== What you will do ==
Copy out the stretch of records from the line that contains "Where can you find the concrete beam" through the line that contains "Where can you find the bare", both lines included, with nothing changed.

== Stored data ==

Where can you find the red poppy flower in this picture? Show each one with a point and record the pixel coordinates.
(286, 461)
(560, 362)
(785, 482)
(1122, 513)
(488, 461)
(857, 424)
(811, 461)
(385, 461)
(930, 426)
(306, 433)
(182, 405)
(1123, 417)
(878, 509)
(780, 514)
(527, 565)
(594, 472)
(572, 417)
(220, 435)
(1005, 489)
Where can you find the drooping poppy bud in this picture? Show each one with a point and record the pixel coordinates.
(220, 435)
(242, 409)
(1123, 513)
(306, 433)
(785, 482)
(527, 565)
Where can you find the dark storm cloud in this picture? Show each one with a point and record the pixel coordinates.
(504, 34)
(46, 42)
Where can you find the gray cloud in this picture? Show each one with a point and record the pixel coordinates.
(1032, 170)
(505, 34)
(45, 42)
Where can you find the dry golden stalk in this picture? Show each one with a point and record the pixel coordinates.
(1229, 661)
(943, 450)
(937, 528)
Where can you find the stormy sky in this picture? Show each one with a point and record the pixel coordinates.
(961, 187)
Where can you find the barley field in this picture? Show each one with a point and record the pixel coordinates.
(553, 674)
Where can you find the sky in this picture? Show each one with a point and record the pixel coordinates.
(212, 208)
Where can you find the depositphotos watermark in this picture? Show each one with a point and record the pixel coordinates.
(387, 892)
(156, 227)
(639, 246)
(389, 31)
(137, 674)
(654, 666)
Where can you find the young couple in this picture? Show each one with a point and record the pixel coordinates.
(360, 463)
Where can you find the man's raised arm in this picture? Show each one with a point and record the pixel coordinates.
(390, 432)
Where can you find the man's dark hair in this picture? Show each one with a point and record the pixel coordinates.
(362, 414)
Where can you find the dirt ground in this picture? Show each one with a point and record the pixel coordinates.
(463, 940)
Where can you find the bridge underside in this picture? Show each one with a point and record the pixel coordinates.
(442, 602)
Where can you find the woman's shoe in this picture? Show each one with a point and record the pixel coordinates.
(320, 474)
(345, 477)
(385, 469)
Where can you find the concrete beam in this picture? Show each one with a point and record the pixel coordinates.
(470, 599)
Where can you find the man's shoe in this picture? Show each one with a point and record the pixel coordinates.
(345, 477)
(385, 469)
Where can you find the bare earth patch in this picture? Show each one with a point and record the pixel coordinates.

---

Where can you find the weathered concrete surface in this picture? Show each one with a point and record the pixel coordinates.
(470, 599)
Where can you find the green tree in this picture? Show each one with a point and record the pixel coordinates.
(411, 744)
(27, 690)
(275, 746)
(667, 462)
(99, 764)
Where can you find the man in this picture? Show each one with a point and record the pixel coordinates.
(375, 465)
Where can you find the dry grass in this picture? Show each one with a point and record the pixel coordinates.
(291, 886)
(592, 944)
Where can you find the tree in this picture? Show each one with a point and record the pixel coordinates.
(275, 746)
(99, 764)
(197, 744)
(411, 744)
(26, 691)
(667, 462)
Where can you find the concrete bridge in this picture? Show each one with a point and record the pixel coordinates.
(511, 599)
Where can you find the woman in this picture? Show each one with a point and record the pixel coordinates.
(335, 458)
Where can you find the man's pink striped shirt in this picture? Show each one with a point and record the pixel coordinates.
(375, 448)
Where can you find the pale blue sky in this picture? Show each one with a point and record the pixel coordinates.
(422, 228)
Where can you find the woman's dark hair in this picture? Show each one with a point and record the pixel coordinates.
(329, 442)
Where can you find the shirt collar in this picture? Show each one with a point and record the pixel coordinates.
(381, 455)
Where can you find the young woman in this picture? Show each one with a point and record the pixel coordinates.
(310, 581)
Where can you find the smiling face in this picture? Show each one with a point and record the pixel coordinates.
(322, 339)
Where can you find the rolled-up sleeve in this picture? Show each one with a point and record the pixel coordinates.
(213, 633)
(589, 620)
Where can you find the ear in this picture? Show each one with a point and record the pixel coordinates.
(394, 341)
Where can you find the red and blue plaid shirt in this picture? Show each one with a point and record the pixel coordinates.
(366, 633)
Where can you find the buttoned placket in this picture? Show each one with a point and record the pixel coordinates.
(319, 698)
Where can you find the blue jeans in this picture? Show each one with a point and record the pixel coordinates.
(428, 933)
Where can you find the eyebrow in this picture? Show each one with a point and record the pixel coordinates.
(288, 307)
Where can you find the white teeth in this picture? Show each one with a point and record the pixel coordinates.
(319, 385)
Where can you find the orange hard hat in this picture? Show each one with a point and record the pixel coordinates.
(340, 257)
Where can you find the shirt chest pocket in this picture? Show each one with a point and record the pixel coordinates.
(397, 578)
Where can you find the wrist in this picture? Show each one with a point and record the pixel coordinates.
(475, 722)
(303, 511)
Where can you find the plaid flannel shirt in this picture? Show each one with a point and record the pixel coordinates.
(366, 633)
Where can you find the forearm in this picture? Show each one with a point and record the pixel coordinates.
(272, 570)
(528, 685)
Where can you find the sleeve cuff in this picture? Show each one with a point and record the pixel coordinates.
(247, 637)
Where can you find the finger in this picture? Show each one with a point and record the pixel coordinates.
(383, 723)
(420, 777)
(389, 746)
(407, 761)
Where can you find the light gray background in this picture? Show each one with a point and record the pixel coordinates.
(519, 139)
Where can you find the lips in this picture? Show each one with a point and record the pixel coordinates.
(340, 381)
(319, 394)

== Full response ==
Where can you find the concrete beam in this picture? Show each one with a point and record the pixel coordinates.
(470, 599)
Where can you find the man's shoe in this picture? Show each one with a point and record the pixel coordinates.
(345, 477)
(385, 469)
Where can you find the bare earth patch in this picture? Show each one with a point and record the pixel coordinates.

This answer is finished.